§ **Exercise directions**
Copy the records below exactly, leaving out every picture.

§ **Records shown**

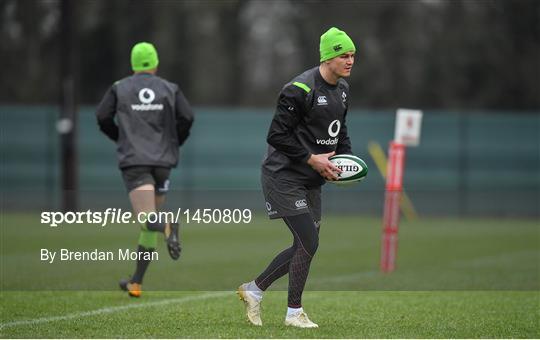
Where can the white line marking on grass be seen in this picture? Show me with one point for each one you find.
(115, 309)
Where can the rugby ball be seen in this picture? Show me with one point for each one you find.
(353, 169)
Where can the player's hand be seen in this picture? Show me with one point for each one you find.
(323, 166)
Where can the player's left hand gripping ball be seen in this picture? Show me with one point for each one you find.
(353, 169)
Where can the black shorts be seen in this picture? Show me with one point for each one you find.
(135, 176)
(287, 198)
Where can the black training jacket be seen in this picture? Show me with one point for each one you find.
(309, 119)
(153, 119)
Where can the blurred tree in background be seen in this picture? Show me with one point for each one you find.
(431, 54)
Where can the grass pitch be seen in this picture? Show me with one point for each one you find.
(455, 279)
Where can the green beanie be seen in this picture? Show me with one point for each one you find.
(144, 57)
(335, 42)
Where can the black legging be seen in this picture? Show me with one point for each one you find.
(294, 260)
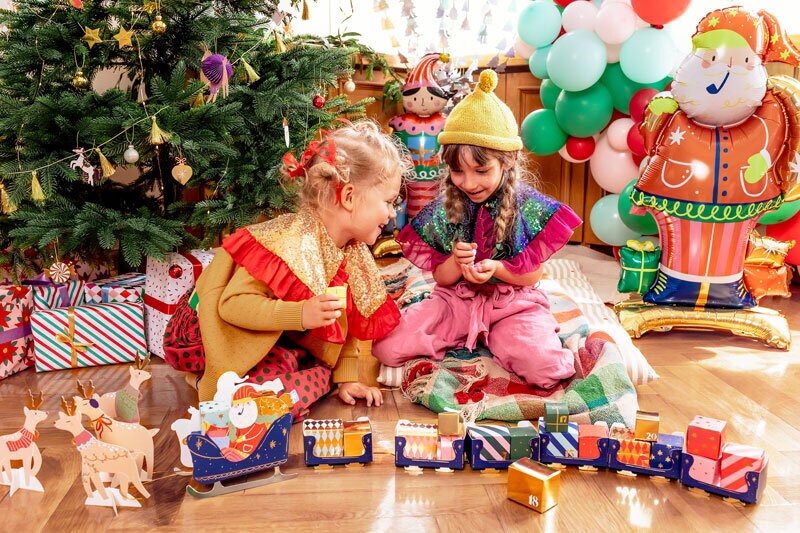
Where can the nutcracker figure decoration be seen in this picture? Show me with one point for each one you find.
(423, 101)
(723, 150)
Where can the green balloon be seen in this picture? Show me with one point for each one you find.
(623, 88)
(538, 62)
(584, 113)
(786, 211)
(644, 224)
(541, 133)
(548, 92)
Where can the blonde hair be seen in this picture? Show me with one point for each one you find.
(366, 156)
(455, 199)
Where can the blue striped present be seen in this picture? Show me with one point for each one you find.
(496, 441)
(563, 443)
(92, 335)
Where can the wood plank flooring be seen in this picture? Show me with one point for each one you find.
(755, 388)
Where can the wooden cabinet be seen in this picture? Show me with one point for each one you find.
(517, 87)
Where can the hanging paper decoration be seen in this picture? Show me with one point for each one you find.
(37, 194)
(217, 70)
(157, 136)
(105, 164)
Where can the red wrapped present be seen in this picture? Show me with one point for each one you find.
(737, 460)
(705, 437)
(15, 329)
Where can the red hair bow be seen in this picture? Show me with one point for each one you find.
(325, 150)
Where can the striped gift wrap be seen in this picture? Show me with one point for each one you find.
(92, 335)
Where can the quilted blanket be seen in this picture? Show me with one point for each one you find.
(471, 382)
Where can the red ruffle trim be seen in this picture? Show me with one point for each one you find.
(272, 270)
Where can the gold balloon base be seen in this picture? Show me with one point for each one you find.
(767, 325)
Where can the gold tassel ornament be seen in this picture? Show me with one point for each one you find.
(37, 194)
(6, 204)
(105, 164)
(157, 136)
(280, 46)
(252, 75)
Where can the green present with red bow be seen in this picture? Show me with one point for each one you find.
(639, 262)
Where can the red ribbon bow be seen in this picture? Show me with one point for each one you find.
(326, 150)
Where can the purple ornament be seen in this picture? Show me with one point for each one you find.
(218, 70)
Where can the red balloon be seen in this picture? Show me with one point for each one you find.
(580, 148)
(787, 231)
(639, 102)
(636, 142)
(659, 13)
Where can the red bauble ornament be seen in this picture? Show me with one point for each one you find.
(175, 271)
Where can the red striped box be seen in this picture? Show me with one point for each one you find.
(92, 335)
(737, 460)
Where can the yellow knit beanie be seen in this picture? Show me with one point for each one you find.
(482, 119)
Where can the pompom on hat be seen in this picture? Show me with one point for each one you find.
(735, 27)
(482, 119)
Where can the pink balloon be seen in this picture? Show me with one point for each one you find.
(522, 49)
(579, 16)
(615, 22)
(612, 169)
(639, 102)
(618, 134)
(636, 142)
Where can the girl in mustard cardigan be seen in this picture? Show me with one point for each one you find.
(268, 305)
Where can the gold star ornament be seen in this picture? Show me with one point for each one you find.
(91, 37)
(124, 37)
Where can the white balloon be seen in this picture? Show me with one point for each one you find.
(615, 22)
(579, 16)
(618, 133)
(522, 49)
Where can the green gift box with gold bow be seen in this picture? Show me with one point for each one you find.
(639, 261)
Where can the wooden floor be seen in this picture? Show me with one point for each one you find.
(756, 389)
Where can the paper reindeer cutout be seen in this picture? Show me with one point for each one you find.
(133, 437)
(123, 405)
(21, 446)
(99, 457)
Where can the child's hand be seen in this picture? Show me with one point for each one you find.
(464, 252)
(481, 272)
(349, 392)
(321, 310)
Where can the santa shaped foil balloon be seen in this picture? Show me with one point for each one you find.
(723, 150)
(423, 101)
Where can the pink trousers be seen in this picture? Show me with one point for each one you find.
(515, 323)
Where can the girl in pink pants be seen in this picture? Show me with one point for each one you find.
(485, 239)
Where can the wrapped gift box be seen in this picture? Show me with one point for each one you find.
(737, 460)
(533, 484)
(162, 291)
(119, 289)
(661, 451)
(646, 426)
(634, 452)
(556, 416)
(562, 443)
(521, 440)
(421, 439)
(705, 469)
(49, 295)
(328, 434)
(354, 432)
(496, 440)
(16, 342)
(91, 335)
(588, 436)
(705, 437)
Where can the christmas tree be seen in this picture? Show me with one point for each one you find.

§ **Task answer**
Where can the white line marking on grass be seen in this picture? Show me with one point for each one you find.
(115, 309)
Where can the rugby ball be seen in this picture? Show me with one point for each one you find.
(353, 169)
Where can the player's hand be seen in this picture? Show me with one point for each one you find.
(323, 166)
Where can the player's left hand gripping ball be seen in this picture? Show me with one point for each one you find.
(353, 169)
Where can the black shorts be seen in this picture? Show me with one point for each one you find.
(135, 176)
(287, 198)
Where can the black training jacket be seen in this picture? Show me with one point for each one you find.
(309, 119)
(153, 119)
Where can the blurred tree in background be seen in this picture? Show me with one point for each one you find.
(431, 54)
Where can the grass pitch be seen in this picture? Show me with one point for each one you find.
(455, 279)
Where can the green beanie be seen in this picture? Show me with one point for each one you find.
(144, 57)
(335, 42)
Where can the black legging be seen in this picture? Show me with one point for each one you find.
(294, 260)
Where can the nutcracker figure decoration be seen in this picture? Show me with one point for each one you find.
(423, 101)
(723, 150)
Where can the green balloon be seen in this picture? Show me with one point for each one you find.
(623, 88)
(538, 62)
(584, 113)
(786, 211)
(644, 224)
(541, 133)
(548, 92)
Where can the blonde hair be seen in this picture? Show me with one point for each one you find.
(366, 156)
(455, 199)
Where can the blue striped present be seen in this picture? Show me with one point for each one you find.
(496, 441)
(563, 443)
(92, 335)
Where can the wood plank flooring be seen in this picture? Show me with one point for each one you find.
(755, 388)
Where can the wooden cabinet be seen in this picture? Show me with one point for each one you find.
(517, 87)
Where can the hanging paper decoration be seen in this picture? Show me with one point for each one you find.
(37, 194)
(217, 70)
(157, 136)
(105, 164)
Where can the red wrapped present be seen in this picture? Show me with one point for each one you find.
(737, 460)
(705, 437)
(15, 329)
Where can the red hair bow be seen in this picture? Show me with one point for each one you find.
(325, 150)
Where can the striped gift wrap be seen in this picture? Show me with one point for each one you find.
(92, 335)
Where can the quilted blanket be seen in this picture? Show me with one point for each one you find.
(471, 382)
Where can the red ruffle trim be seen in this picture? Show me with one point for each one you find.
(272, 270)
Where can the gold balloon base be seen in this picture? Show me with one point for each one you find.
(767, 325)
Where can the gold tassel ornament be seen in this picture? Show me with one point for each one you find.
(37, 194)
(6, 204)
(105, 164)
(157, 136)
(280, 46)
(252, 75)
Where can the green present with red bow be seen in this picture? Show me with one point for each one you find.
(639, 262)
Where can the red ribbon bow be seen in this picture? Show me with one point for each one you find.
(326, 150)
Where can the purple ornament be seen in this picture? Show me with one point for each one you find.
(218, 70)
Where can the red balloon be seen in this picture? Show me with one point for each one you find.
(580, 148)
(787, 231)
(639, 102)
(636, 142)
(659, 13)
Where can the red bauble ornament be seen in this picture? Show me with one point for each one you find.
(175, 271)
Where can the red striped box be seen in this picture? Show me with one point for each one you find.
(92, 335)
(737, 460)
Where can the yellow knit beanie be seen in this picture? Show me with one point for each one you find.
(482, 119)
Where can the pompom on hat be seen in this picture? Show me with one point for each one you find.
(735, 27)
(482, 119)
Where can the pink balloon be seen in this picture? Show me with one point for each one you find.
(522, 49)
(579, 16)
(615, 22)
(612, 169)
(639, 102)
(618, 134)
(636, 142)
Where can the girl in mustard cardigan be seen in this picture? Show me with one point for each one you find.
(268, 305)
Where can the gold star ornament be seen in this picture? Show me with one point for each one you find.
(91, 37)
(124, 37)
Where can the white balloon be seen in this picture? Show me with one point for each one you find.
(615, 22)
(579, 16)
(618, 133)
(522, 49)
Where can the green gift box with gold bow be seen in this picture? Show me with one point for each one you find.
(639, 261)
Where can the wooden floor be seen in this picture? Show me with one point for each one you find.
(756, 389)
Where can the paper reindeer cutout be seen in this picture? Show me with one point for each one you find.
(133, 437)
(123, 405)
(21, 446)
(99, 457)
Where can the child's hand be seen in this picture? Show me with one point for each one you find.
(464, 252)
(481, 272)
(349, 392)
(321, 310)
Where can the santa shaped foil balloon be seen in this picture? Show me with one point for each one you find.
(723, 150)
(423, 101)
Where can the pink trousers be seen in this picture? Show me with one point for each one you find.
(515, 323)
Where can the girl in pink pants be seen in this picture? Show me with one point for each one you find.
(485, 239)
Where can the wrapped gift box be seen in this picture? Show me with one point for each one you find.
(737, 460)
(533, 484)
(162, 291)
(119, 289)
(661, 451)
(646, 426)
(634, 452)
(556, 416)
(562, 443)
(521, 440)
(421, 439)
(705, 469)
(49, 295)
(328, 434)
(354, 432)
(496, 440)
(16, 342)
(91, 335)
(588, 436)
(705, 437)
Where can the christmas tree be seen in this picture? Show me with one point for each one you find.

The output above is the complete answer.